▶ _WHAT YOU SHOULD DO_
Please tally the lines below that contain the word "each" and reply with the total alone.

═══ MATERIAL FOR THIS TASK

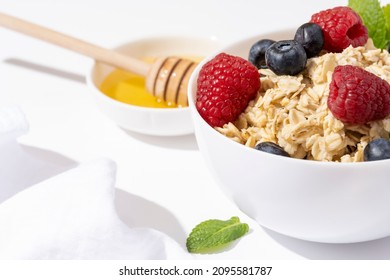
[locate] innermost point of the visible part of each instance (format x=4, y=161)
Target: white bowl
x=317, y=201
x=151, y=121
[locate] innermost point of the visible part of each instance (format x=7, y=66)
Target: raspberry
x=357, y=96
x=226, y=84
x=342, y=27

══════
═══ MATERIAL FOR THIS TASK

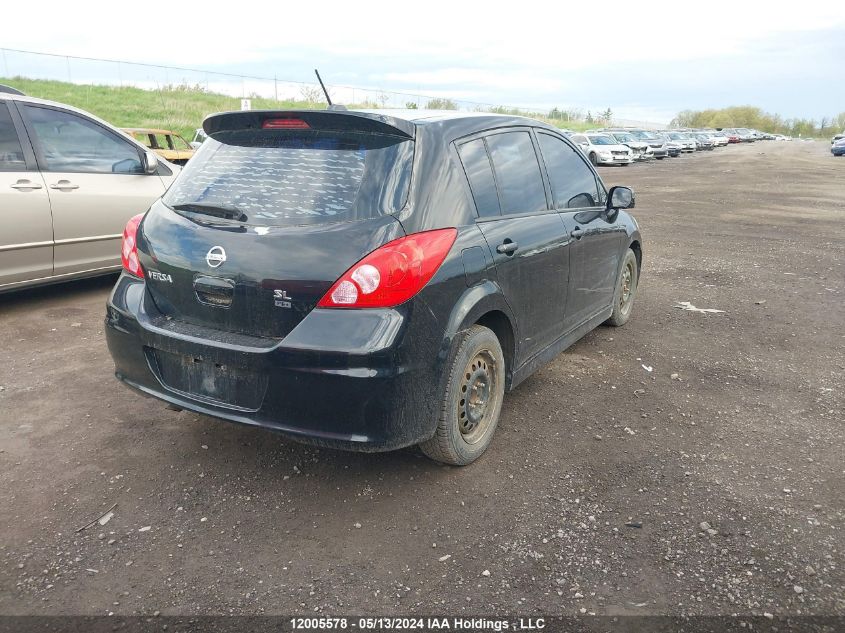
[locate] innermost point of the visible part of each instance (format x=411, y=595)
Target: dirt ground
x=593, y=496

══════

▶ _REPLY TO THE EXERCISE_
3